### PROBLEM TO SOLVE
Down to the last line, repeat the entries exactly.

++++ TASK MATERIAL ++++

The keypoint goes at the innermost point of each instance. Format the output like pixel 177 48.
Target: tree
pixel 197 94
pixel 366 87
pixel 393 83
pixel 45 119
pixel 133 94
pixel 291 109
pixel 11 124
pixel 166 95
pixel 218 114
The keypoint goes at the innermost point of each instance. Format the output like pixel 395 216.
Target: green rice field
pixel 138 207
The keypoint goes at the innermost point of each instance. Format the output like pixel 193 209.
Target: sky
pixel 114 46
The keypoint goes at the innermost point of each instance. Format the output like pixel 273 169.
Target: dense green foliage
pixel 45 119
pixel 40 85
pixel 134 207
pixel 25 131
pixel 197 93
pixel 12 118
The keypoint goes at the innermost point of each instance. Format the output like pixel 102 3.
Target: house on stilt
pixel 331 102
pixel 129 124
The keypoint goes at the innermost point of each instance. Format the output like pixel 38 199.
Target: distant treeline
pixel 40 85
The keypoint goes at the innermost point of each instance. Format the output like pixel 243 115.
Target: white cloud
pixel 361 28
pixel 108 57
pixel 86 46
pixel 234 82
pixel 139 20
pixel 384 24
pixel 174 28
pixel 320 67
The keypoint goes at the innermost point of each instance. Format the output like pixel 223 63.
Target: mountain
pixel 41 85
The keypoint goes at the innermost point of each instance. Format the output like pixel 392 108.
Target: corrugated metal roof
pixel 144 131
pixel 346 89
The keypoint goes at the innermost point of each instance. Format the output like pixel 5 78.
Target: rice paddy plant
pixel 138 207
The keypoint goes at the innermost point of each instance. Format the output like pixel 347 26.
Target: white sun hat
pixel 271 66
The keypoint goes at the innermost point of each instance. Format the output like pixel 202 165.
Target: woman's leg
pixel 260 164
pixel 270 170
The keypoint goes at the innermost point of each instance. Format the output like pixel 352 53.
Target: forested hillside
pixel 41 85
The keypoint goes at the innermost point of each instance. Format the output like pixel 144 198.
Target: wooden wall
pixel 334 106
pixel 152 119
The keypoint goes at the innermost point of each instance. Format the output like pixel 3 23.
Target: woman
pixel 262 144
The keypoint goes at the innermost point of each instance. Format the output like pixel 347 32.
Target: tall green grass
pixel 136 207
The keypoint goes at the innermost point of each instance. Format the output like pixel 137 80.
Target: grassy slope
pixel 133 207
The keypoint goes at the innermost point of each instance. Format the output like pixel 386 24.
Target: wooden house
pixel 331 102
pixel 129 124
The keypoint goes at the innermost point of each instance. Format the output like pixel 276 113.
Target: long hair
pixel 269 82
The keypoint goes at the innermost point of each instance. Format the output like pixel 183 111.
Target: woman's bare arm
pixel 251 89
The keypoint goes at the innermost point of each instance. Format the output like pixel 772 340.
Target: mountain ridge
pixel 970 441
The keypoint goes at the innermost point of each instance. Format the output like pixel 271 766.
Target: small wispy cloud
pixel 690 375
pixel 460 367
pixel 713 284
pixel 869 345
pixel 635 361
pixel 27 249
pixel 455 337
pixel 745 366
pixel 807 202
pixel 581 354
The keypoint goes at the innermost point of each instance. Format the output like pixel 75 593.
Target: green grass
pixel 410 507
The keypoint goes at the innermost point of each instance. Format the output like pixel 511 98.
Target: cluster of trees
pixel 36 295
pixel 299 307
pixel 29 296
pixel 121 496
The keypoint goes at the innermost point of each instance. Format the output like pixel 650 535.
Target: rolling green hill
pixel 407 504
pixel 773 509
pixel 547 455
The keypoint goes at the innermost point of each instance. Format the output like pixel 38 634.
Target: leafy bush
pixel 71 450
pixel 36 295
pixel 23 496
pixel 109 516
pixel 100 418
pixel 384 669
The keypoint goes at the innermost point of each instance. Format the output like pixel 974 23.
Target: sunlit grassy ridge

++++

### TASK ANSWER
The keypoint goes at the innermost point of each instance. Format the output like pixel 177 48.
Target: tree
pixel 197 94
pixel 366 87
pixel 393 83
pixel 45 119
pixel 133 94
pixel 291 109
pixel 11 124
pixel 166 95
pixel 218 114
The keypoint goes at the innermost point of each instance. Format the output like pixel 395 216.
Target: green rice field
pixel 138 207
The keypoint goes at the innermost point of each instance. Format the output like pixel 193 209.
Target: sky
pixel 114 46
The keypoint goes at the innermost point of each instance. Format the output like pixel 273 169.
Target: dense green foliage
pixel 45 119
pixel 40 85
pixel 134 207
pixel 25 131
pixel 197 93
pixel 12 118
The keypoint goes at the innermost point of each instance. Format the output like pixel 102 3.
Target: house on stilt
pixel 331 102
pixel 129 124
The keypoint goes at the innermost point of each instance. Format the output like pixel 38 199.
Target: distant treeline
pixel 40 85
The keypoint goes at the innermost point of each instance. Format the output like pixel 243 115.
Target: white cloud
pixel 361 28
pixel 108 57
pixel 86 46
pixel 234 82
pixel 139 20
pixel 384 24
pixel 174 28
pixel 320 67
The keypoint goes at the innermost point of each instance. Format the output like pixel 223 63.
Target: mountain
pixel 41 85
The keypoint goes at the innermost point of each instance. Format the output like pixel 392 108.
Target: corrugated metal roof
pixel 144 131
pixel 346 89
The keypoint goes at the innermost point of each instance. Format the output like pixel 5 78.
Target: rice paddy plant
pixel 138 207
The keypoint goes at the innermost point of each instance. Format the output like pixel 347 26.
Target: white sun hat
pixel 271 66
The keypoint goes at the innermost point of each instance. Format the output like pixel 202 165.
Target: woman's leg
pixel 260 164
pixel 270 170
The keypoint goes at the innermost point of each instance. Format the output like pixel 352 53.
Target: forested hillside
pixel 41 85
The keypoint goes at the innermost point of each instance. Format the output like pixel 144 198.
Target: wooden wall
pixel 334 106
pixel 152 119
The keypoint goes at the innermost point of each instance. Format the output like pixel 3 23.
Target: woman
pixel 262 144
The keypoint goes at the innermost point of each instance. Format the output like pixel 347 32.
Target: tall green grass
pixel 136 207
The keypoint goes at the innermost point of each instance. Format the output like pixel 137 80.
Target: grassy slope
pixel 133 207
The keypoint goes at the innermost point of each instance. Format the output like pixel 386 24.
Target: wooden house
pixel 331 102
pixel 129 124
The keypoint goes at the innermost point of each instance. Format the output like pixel 276 113.
Target: long hair
pixel 269 82
The keypoint goes at the innermost point of each instance. Format the output like pixel 183 111.
Target: woman's bare arm
pixel 251 89
The keypoint goes at the innermost point of each instance. Format the output like pixel 772 340.
Target: mountain ridge
pixel 970 441
The keypoint goes at the innermost point of each instance. Format the output like pixel 271 766.
Target: small wispy cloud
pixel 690 375
pixel 460 367
pixel 713 284
pixel 869 345
pixel 635 361
pixel 27 249
pixel 455 337
pixel 745 366
pixel 807 202
pixel 581 354
The keypoint goes at the innermost point of each instance. Format the output like pixel 75 593.
Target: green grass
pixel 410 507
The keypoint goes at the innermost point of each instance. Format the output like pixel 511 98.
Target: cluster of trees
pixel 36 295
pixel 299 307
pixel 29 296
pixel 121 496
The keypoint goes at the innermost point of each instance. Format the output like pixel 650 535.
Target: rolling green hill
pixel 407 504
pixel 773 509
pixel 547 455
The keypoint goes at the innermost point of each instance. Format the output like pixel 38 634.
Target: leafy bush
pixel 71 450
pixel 36 295
pixel 23 496
pixel 109 516
pixel 100 418
pixel 384 669
The keypoint goes at the innermost point of each instance. Format the output like pixel 974 23.
Target: sunlit grassy ridge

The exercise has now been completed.